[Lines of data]
--
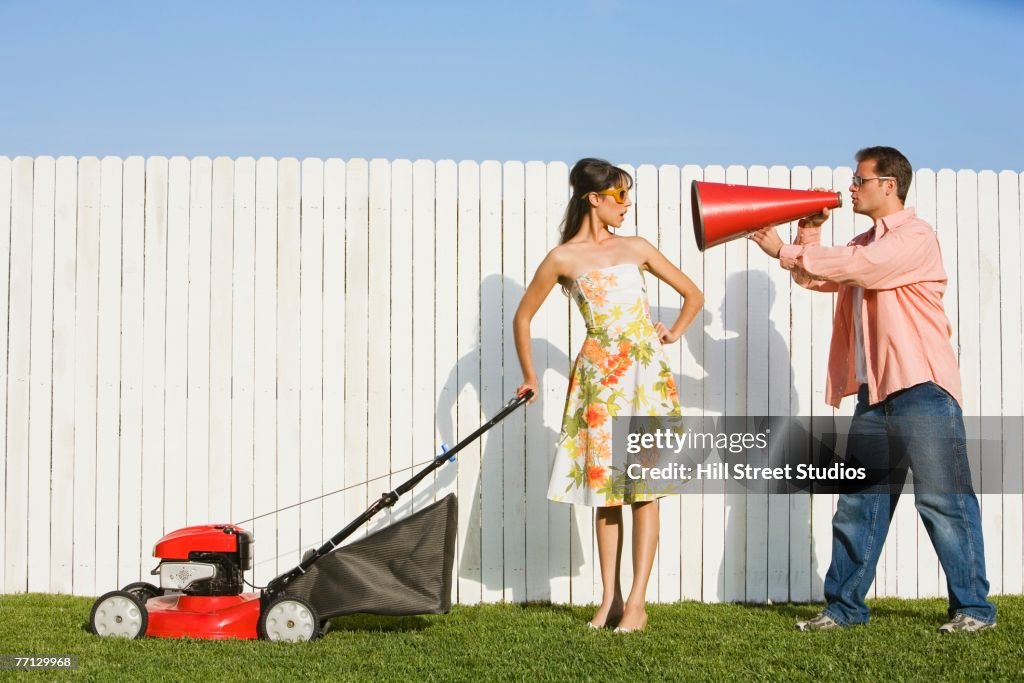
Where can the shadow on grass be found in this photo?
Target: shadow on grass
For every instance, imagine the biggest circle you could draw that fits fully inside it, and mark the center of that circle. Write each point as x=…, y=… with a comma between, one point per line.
x=378, y=624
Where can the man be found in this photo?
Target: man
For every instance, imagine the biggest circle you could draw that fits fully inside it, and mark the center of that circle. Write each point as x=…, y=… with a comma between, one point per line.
x=891, y=347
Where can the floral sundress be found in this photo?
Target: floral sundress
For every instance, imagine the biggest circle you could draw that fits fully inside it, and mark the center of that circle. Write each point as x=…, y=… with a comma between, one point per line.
x=622, y=370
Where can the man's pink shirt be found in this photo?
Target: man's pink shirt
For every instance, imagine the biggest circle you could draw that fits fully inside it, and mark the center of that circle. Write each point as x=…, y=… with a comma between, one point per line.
x=898, y=263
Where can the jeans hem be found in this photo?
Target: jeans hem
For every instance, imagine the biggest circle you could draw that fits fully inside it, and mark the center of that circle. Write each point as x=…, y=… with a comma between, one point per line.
x=973, y=614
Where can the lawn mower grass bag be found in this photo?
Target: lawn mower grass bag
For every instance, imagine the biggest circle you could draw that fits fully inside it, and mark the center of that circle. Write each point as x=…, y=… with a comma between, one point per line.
x=402, y=569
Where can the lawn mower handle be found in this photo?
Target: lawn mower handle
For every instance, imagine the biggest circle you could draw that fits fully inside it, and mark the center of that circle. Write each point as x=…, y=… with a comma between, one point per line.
x=390, y=498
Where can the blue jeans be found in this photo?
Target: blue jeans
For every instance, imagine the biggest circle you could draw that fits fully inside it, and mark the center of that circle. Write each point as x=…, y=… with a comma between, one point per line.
x=948, y=508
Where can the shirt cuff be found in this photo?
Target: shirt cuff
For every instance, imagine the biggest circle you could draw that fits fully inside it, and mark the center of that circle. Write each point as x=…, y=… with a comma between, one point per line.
x=788, y=254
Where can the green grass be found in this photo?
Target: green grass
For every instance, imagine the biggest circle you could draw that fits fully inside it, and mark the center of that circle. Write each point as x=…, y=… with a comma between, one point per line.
x=685, y=641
--
**DIRECTIVE:** Write out the rows from the start through the line that contains "x=378, y=624", including that line, and leave the pictures out of your answer.

**RESULT OF THE EXERCISE:**
Where can the shadow on grass be found in this photo?
Target: shadow on grass
For every instance, imagine the biggest circle you could draw that fits fully inside it, and mark the center of that circle. Write each point as x=…, y=… with a comma between, one point per line.
x=378, y=624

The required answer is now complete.